• **The problem**
Among the entries below, please repeat exactly and only the lines from the line containing "Indicate the mountain" to the line containing "Indicate the red", both lines included.

• **Data under study**

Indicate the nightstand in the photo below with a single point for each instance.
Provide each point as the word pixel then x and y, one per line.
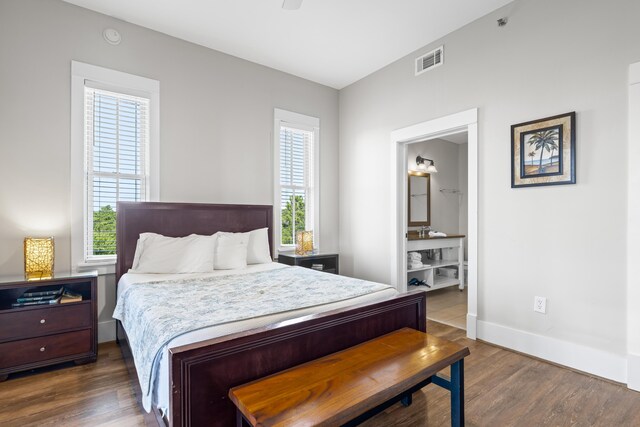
pixel 39 335
pixel 325 262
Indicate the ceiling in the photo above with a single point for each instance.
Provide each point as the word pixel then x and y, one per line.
pixel 332 42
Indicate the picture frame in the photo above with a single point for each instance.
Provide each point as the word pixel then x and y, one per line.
pixel 543 151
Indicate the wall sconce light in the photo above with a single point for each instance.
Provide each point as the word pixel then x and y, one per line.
pixel 304 242
pixel 420 163
pixel 38 258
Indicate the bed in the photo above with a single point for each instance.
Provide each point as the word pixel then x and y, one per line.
pixel 196 376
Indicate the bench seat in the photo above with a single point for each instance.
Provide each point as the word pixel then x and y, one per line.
pixel 349 386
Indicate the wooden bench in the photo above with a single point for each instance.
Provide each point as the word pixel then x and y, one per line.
pixel 350 386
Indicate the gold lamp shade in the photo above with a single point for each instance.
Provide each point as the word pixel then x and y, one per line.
pixel 38 258
pixel 304 242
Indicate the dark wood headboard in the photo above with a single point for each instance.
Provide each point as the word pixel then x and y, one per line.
pixel 182 219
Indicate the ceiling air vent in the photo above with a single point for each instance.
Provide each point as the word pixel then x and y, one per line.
pixel 430 60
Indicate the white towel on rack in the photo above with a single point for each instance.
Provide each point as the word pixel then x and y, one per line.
pixel 437 234
pixel 413 265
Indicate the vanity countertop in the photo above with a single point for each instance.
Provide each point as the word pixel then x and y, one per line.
pixel 413 235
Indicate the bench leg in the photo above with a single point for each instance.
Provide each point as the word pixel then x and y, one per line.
pixel 457 393
pixel 407 399
pixel 239 418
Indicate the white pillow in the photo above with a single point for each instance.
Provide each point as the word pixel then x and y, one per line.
pixel 231 251
pixel 156 253
pixel 258 247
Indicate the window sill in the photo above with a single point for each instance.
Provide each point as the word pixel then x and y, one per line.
pixel 103 267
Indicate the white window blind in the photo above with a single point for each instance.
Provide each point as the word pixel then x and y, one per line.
pixel 296 181
pixel 116 163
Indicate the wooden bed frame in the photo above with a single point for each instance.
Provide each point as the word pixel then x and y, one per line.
pixel 202 373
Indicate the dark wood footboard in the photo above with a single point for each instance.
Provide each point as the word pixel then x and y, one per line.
pixel 203 373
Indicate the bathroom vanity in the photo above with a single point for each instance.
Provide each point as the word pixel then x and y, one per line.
pixel 446 266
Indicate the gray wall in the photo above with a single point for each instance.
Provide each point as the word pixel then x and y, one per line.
pixel 216 114
pixel 563 242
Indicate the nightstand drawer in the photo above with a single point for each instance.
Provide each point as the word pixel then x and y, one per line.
pixel 35 350
pixel 42 321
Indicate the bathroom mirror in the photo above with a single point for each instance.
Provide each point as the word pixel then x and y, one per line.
pixel 419 203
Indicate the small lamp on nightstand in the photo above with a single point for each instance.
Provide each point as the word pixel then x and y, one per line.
pixel 38 258
pixel 304 242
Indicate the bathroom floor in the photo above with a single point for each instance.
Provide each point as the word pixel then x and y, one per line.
pixel 448 306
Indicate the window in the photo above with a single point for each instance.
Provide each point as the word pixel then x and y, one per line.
pixel 296 177
pixel 116 137
pixel 114 155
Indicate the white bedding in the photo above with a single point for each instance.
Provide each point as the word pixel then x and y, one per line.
pixel 160 392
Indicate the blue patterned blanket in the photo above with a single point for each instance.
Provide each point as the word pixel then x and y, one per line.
pixel 154 313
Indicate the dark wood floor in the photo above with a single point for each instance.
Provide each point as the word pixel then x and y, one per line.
pixel 502 389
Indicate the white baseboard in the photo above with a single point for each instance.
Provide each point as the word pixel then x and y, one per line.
pixel 471 326
pixel 577 356
pixel 107 331
pixel 633 371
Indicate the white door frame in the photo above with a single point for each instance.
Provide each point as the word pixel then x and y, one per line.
pixel 454 123
pixel 633 231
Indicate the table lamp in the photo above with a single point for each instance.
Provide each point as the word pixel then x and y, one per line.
pixel 304 242
pixel 38 258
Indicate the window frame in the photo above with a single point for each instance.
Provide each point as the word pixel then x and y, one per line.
pixel 306 123
pixel 119 82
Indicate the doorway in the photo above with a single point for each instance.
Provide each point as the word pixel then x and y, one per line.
pixel 443 127
pixel 440 272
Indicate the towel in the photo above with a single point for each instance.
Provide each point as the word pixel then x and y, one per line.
pixel 437 234
pixel 414 265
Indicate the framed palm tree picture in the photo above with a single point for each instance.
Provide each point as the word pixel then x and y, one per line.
pixel 543 152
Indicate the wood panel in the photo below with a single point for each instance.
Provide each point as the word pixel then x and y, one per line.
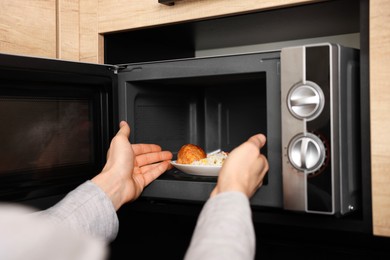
pixel 68 30
pixel 380 114
pixel 122 15
pixel 28 27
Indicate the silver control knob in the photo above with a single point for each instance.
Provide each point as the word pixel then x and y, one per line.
pixel 306 152
pixel 306 100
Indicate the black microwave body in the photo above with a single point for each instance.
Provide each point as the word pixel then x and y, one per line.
pixel 304 98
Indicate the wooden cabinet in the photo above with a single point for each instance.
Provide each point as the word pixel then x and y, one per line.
pixel 64 29
pixel 28 27
pixel 75 30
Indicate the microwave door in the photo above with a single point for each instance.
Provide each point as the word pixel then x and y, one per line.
pixel 57 119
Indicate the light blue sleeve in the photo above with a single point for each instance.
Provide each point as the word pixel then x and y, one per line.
pixel 86 208
pixel 224 230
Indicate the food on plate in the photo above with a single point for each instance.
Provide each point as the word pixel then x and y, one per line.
pixel 215 159
pixel 195 155
pixel 189 153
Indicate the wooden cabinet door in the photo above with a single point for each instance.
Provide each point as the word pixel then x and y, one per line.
pixel 28 27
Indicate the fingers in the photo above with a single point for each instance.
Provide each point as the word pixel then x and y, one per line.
pixel 259 140
pixel 124 129
pixel 153 157
pixel 145 148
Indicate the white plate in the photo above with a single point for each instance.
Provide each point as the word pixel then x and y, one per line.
pixel 200 170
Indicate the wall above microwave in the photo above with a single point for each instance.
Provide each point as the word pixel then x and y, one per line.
pixel 185 40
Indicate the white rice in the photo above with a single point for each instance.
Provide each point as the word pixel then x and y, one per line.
pixel 215 159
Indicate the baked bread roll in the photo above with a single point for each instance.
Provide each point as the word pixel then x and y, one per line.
pixel 189 153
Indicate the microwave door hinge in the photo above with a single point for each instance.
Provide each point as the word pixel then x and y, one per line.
pixel 117 68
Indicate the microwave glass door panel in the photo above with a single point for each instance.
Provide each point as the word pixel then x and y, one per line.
pixel 56 123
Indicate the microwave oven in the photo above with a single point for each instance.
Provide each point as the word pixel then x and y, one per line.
pixel 58 118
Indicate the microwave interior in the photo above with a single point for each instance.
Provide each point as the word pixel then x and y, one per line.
pixel 213 102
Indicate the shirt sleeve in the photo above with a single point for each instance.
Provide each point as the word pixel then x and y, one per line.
pixel 224 229
pixel 87 208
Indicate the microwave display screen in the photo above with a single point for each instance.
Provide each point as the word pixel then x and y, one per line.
pixel 40 133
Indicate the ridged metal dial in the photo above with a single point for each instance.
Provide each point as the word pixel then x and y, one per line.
pixel 306 100
pixel 306 152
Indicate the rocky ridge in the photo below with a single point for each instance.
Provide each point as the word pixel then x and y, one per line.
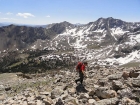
pixel 103 86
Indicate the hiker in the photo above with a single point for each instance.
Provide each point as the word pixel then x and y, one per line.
pixel 81 69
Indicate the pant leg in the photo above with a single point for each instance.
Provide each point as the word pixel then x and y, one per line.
pixel 81 75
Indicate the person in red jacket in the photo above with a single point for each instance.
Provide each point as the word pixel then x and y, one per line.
pixel 81 69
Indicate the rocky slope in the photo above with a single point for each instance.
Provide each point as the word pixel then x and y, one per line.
pixel 107 39
pixel 103 86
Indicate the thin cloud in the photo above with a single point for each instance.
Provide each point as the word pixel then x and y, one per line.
pixel 9 13
pixel 8 18
pixel 4 18
pixel 48 16
pixel 25 15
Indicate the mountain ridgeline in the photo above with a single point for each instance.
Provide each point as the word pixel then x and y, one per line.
pixel 14 37
pixel 102 39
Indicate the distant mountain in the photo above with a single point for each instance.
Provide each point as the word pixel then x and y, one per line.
pixel 29 25
pixel 107 39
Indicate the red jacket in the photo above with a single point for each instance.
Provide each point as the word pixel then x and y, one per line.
pixel 80 66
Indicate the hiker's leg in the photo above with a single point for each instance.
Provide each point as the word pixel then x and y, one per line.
pixel 78 78
pixel 81 77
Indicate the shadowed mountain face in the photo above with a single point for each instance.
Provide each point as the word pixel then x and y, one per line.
pixel 101 39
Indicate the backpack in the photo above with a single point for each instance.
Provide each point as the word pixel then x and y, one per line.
pixel 79 65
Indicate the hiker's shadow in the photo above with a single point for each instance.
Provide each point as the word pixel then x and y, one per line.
pixel 81 88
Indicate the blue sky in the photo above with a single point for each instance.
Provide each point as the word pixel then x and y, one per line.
pixel 43 12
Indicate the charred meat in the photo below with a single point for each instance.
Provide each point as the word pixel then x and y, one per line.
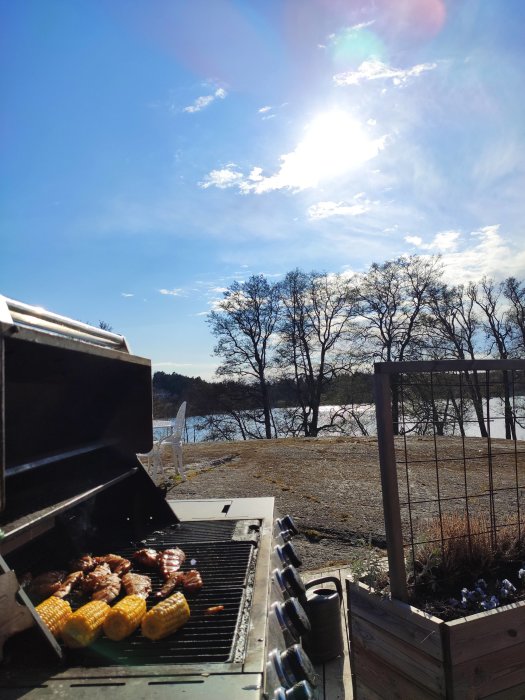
pixel 137 584
pixel 118 565
pixel 192 581
pixel 95 578
pixel 108 588
pixel 146 557
pixel 169 561
pixel 85 563
pixel 172 582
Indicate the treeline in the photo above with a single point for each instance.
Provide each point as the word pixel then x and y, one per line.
pixel 206 398
pixel 312 338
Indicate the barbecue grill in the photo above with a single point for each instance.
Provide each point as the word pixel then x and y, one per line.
pixel 76 410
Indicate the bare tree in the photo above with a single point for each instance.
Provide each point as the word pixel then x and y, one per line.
pixel 454 327
pixel 314 346
pixel 499 333
pixel 514 292
pixel 394 297
pixel 243 324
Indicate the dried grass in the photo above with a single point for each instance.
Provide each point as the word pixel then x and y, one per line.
pixel 457 545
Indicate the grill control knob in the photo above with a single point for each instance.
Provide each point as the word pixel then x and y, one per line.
pixel 297 666
pixel 287 523
pixel 292 618
pixel 287 554
pixel 285 535
pixel 300 691
pixel 293 583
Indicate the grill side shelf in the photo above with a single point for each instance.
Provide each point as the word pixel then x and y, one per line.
pixel 15 617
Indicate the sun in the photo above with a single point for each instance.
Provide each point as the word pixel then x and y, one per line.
pixel 334 144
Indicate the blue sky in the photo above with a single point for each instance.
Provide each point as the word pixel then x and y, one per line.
pixel 152 152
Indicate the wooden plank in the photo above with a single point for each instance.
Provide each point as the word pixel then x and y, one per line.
pixel 399 619
pixel 488 674
pixel 486 633
pixel 374 678
pixel 407 658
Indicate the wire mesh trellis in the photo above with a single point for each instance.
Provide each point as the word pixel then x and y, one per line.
pixel 452 456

• **Solution to this exercise**
Indicate the mountain ridgeline in the photo above with a single point for each instance.
Provide each point as the word pixel then x and y, one per line.
pixel 14 37
pixel 102 39
Indicate the distant mountain in the photo above with a single point for each instance.
Provide each point as the word pixel then x and y, one per line.
pixel 29 25
pixel 107 39
Indicate the red jacket in the photo above with a single point for each instance.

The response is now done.